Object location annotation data
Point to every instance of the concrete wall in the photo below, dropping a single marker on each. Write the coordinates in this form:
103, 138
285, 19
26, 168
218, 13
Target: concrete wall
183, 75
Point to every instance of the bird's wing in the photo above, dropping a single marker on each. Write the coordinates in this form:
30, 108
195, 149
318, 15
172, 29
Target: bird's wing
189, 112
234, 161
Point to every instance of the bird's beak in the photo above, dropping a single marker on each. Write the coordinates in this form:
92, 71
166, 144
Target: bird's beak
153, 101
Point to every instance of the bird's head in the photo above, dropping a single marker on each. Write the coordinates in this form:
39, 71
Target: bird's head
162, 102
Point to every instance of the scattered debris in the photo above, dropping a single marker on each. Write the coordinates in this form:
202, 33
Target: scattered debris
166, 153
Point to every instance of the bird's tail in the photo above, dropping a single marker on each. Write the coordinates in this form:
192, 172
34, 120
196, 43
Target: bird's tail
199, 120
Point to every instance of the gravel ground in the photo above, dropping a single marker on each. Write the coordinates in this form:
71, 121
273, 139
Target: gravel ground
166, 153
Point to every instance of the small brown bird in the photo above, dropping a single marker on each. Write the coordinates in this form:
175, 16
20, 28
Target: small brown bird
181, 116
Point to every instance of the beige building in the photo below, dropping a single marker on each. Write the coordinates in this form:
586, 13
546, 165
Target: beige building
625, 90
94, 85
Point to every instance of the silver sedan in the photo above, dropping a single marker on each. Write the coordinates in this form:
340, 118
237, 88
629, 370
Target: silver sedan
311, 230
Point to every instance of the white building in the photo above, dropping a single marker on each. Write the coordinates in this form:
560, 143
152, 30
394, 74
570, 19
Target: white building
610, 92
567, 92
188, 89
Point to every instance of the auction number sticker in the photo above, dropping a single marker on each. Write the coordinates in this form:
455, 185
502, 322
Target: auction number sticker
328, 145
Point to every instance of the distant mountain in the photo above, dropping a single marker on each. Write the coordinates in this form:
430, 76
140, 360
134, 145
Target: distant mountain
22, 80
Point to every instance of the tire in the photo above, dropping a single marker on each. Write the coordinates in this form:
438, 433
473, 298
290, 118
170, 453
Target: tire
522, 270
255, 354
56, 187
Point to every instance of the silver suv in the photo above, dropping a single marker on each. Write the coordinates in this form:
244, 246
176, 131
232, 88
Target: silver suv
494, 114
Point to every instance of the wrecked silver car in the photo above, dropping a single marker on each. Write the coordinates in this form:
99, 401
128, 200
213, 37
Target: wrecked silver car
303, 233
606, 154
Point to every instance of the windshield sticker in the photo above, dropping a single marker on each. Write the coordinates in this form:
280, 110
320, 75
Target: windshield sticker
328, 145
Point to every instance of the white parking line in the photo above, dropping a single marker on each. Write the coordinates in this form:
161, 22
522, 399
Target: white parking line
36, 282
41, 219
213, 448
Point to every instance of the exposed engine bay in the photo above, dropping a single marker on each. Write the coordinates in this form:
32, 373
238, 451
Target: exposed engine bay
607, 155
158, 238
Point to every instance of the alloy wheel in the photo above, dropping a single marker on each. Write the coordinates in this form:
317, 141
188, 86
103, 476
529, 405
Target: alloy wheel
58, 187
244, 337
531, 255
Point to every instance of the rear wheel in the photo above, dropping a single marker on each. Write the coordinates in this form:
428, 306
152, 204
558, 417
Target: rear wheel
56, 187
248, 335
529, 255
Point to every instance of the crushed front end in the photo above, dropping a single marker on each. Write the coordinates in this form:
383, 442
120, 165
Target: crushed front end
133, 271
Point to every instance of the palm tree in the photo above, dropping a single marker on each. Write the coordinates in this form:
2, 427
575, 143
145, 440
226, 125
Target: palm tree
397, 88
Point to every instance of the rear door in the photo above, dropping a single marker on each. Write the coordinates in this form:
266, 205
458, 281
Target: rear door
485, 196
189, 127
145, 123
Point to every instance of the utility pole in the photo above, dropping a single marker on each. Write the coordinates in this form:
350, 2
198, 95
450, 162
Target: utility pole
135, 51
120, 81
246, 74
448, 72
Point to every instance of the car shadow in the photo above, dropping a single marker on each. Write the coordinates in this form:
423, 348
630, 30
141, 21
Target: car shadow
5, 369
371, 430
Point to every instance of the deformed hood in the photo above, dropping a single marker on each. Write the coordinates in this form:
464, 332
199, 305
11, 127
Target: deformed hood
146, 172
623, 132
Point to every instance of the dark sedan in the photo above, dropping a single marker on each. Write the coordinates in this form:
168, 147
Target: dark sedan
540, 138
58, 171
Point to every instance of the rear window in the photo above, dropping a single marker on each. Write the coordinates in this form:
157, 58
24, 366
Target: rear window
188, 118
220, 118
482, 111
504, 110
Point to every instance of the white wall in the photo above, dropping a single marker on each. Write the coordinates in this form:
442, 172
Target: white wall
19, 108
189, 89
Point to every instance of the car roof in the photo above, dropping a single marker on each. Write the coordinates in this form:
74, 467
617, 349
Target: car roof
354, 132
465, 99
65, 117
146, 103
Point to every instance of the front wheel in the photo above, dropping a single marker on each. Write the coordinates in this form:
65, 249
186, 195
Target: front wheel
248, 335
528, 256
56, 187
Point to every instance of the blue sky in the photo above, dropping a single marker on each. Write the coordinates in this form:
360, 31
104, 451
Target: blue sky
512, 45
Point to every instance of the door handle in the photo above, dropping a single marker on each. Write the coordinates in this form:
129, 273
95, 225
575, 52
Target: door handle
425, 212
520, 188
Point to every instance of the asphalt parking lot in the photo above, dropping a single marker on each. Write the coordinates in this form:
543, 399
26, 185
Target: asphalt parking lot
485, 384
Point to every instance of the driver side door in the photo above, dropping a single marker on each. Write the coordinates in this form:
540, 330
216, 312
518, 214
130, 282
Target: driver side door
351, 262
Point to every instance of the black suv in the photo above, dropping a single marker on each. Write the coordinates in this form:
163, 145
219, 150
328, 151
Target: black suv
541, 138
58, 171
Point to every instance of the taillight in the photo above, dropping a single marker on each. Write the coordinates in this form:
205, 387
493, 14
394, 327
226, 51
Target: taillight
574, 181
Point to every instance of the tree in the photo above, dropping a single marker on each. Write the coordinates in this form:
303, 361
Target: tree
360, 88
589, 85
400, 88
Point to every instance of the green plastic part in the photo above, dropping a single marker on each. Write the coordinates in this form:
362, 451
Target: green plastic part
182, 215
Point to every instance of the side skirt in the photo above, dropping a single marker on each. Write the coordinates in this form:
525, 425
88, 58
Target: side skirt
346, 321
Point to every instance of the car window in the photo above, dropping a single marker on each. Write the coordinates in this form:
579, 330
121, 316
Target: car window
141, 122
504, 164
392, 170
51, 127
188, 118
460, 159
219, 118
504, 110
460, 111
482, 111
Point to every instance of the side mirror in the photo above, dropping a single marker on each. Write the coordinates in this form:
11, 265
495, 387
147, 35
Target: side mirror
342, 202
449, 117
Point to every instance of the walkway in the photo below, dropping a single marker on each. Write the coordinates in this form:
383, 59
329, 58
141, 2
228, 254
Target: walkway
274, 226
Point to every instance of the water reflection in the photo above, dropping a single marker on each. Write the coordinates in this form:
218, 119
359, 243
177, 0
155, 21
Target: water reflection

● **OBJECTIVE**
Can you give every line above again, exactly as written?

● **SOLUTION TO THIS TASK**
Point to every instance of the concrete wall in the photo below, dropping a single marker on each. Write the coordinates in this form:
103, 138
285, 19
26, 168
218, 13
Target: concrete wall
183, 75
Point to every instance of the bird's wing in the photo above, dropping a single marker on each. Write the coordinates in this form:
30, 108
195, 149
318, 15
172, 29
Target: bird's wing
189, 112
234, 161
Point to every instance of the bird's beak in the photo above, dropping a single marker on each. Write the coordinates in this form:
92, 71
166, 144
Target: bird's beak
153, 101
Point to every instance of the bird's head in the photo above, dropping a single marker on each. Write the coordinates in this form:
39, 71
Target: bird's head
162, 102
Point to every instance of the scattered debris in the photo above, dropping a single marker on each. Write the coordinates in this form:
202, 33
Target: scattered debris
166, 153
Point to every instance of the bird's tail in the photo above, dropping a single marker on each. Write the coordinates in this form:
192, 172
34, 120
196, 43
Target: bird's tail
199, 120
Point to every instance of the gravel ground in the photo above, dropping a single marker on each. Write the coordinates in this form:
71, 121
273, 139
Target: gravel ground
166, 153
Point to every instance of the small brown bird in the photo above, dropping a single marker on each. Write the coordinates in this form:
175, 16
20, 28
Target: small brown bird
181, 116
Point to every instance of the beige building in the photo below, dropping a single marker on each. Write the coordinates in this form:
586, 13
546, 165
Target: beige building
625, 90
94, 85
Point to every instance of the silver sedan in the photo above, dropping a single marker on each. Write the coordinates in this form:
340, 118
237, 88
629, 370
Target: silver sedan
311, 230
Point to every instance of the white building in the photo above, dropping a single marker on each. Write the coordinates in this form:
560, 143
152, 30
394, 74
570, 19
Target: white building
610, 92
567, 92
188, 89
Point to every instance of the auction number sticker in the photo above, dropping a single marker on each. Write the coordinates in this form:
455, 185
502, 322
Target: auction number sticker
328, 145
Point to every instance of the distant mountain in the photo above, dropping a single marker on each. Write the coordinates in this form:
430, 76
140, 360
134, 145
Target: distant mountain
22, 80
Point to every instance of the tire in the photo above, dropping a single marker on each. Write the coordinates in this form:
438, 433
473, 298
290, 118
170, 453
Target: tire
522, 270
255, 354
56, 187
Point to every instance of the silver suv in the photo above, dropping a single marker on each. Write the coordinates in this form:
244, 246
176, 131
232, 88
Target: silver suv
494, 114
Point to every instance of the wrecked silver car in the photo above, dropping a single marker on each. Write the coordinates in this form:
99, 401
128, 200
213, 37
Target: wrecked silver car
303, 233
606, 154
Point to every instance of the windshield sticker in the photo above, dropping a single marker on each. Write the coordinates in this form:
280, 110
320, 75
Target: windshield sticker
328, 145
Point to every instance of the white parking line in the photo above, dropping a single marker on each. Write the coordinates in this form:
161, 22
522, 399
Target: white parking line
36, 282
41, 219
213, 448
Point to every instance of the exposed engine bay in the photo above, dropping a single marker on each. Write the coordinates in this form:
32, 373
238, 451
Target: exposed engine bay
607, 155
158, 238
Point to every instance of the alloy wheel in the photo above, dropping a single marker on each. Write the coordinates in this form:
317, 141
188, 86
103, 476
529, 405
Target: alloy wheel
58, 187
244, 337
531, 255
Point to every instance of the rear wheel in the photo above, dropping a single marker on each. Write the coordinates in this form:
428, 306
152, 204
558, 417
Target: rear wheel
56, 187
248, 335
529, 255
Point to every instance of the crushed front end in the photo above, dropping a single marker on each. Write the coordinates in this form:
383, 442
120, 165
Target: crushed front end
133, 271
Point to every instance of the palm tree in the photo above, dropping a single marker on each. Write the coordinates in this form:
2, 427
575, 143
145, 440
226, 125
Target: palm tree
397, 88
Point to every instance of the rear door in the photo above, dropping a single marker on each. Write the coordinates in this form:
266, 205
458, 281
Target: rear door
485, 196
189, 127
145, 123
Point to every instance of the utility pole in the photo above, dropping a single marker on each. Write the coordinates in this form:
350, 2
198, 95
450, 162
Target: utility pole
135, 51
120, 81
246, 74
448, 72
Point to every instance of the car shadow in the photo above, dropping a single marker on each. Write the coordinates in this form:
423, 348
630, 30
141, 21
Target: car shadow
5, 369
371, 430
Point to every instance of the deformed hood in the photo above, dropping a single marker on each. Write the coordinates in this form:
464, 332
199, 305
11, 127
Target: deformed hood
146, 172
623, 132
Point to every instance of the dark sedan in the photo above, dropping a single marker on each. Write the coordinates in this form:
168, 147
Target: dark sedan
540, 138
58, 171
Point to every instance of the rear window in the photo above, dropping a single marker on each. Write the coordinates in this form:
157, 58
24, 366
Target: rear window
188, 118
220, 118
482, 111
504, 110
Point to every instance of the white wall in the photo above, dropping a single marker on each. Write the coordinates in this form:
442, 172
Target: white wall
19, 108
189, 89
Point to every instance of the car roof in the photo above, dropping a single marker on each. Write the coordinates in this form:
74, 467
617, 349
Target: car roof
354, 132
465, 99
65, 117
146, 103
Point to every instance of the front wheel in the photo above, dropping a single marker on each. Write the coordinates in this form:
65, 249
186, 195
Target: front wheel
248, 335
528, 256
56, 187
Point to every instance of the blue sky in the photo above, dropping a single marker on each. Write the coordinates in this form:
360, 31
104, 451
Target: blue sky
512, 45
Point to every instance of the door handle in the photo above, dropping a single marker on each. Write the coordinates in this form:
129, 273
95, 225
575, 52
Target: door handle
425, 212
520, 188
Point to every instance of the asphalt parking lot in the photo above, dropping a single marker on each. Write the coordinates in this form:
543, 399
26, 185
Target: asphalt parking lot
485, 384
Point to every instance of the driver side door in the photo above, dropping a single marker on each. Write the coordinates in this form:
540, 330
216, 312
518, 214
130, 282
Target: driver side door
351, 262
Point to every instance of the black suv in the photo above, dropping a single marker on each. Write the coordinates in this form:
163, 145
219, 150
328, 151
Target: black suv
541, 138
58, 171
Point to every instance of the taillight in the photo above, dropping a single marker on each. Write the coordinates in this form:
205, 387
493, 14
394, 327
226, 51
Target: taillight
574, 181
Point to every instance of the tree in the photo above, dropping a single marker on each. Write the coordinates in this form:
303, 361
Target: tree
360, 88
589, 85
400, 88
Point to every instance of the green plastic part in the photo above, dropping a single marker on each. Write the coordinates in this form:
362, 451
Target: green plastic part
182, 215
Point to every instance of the side skirt in the photo above, dropping a single marker on each. Write the coordinates in this form:
525, 425
88, 58
Target: side skirt
346, 321
Point to every instance of the car window in the photo above, dropping a single marker on each. Write the coordinates in this form:
579, 330
121, 316
Target: car window
141, 122
504, 164
392, 170
51, 127
188, 118
460, 159
219, 118
504, 110
460, 111
482, 111
Point to every instance of the side mirror in the photo above, dropping a single marker on each. Write the coordinates in this form:
11, 265
495, 387
147, 35
Target: side mirror
342, 202
449, 117
Point to every instance of the walkway in the photo below, dropping a single marker on each. Write the coordinates in this form:
383, 59
329, 58
141, 2
228, 254
Target: walkway
274, 226
Point to every instance of the water reflection in the photo above, dropping a single marker on each. Write the coordinates in this form:
218, 119
359, 243
177, 0
155, 21
Target: water reflection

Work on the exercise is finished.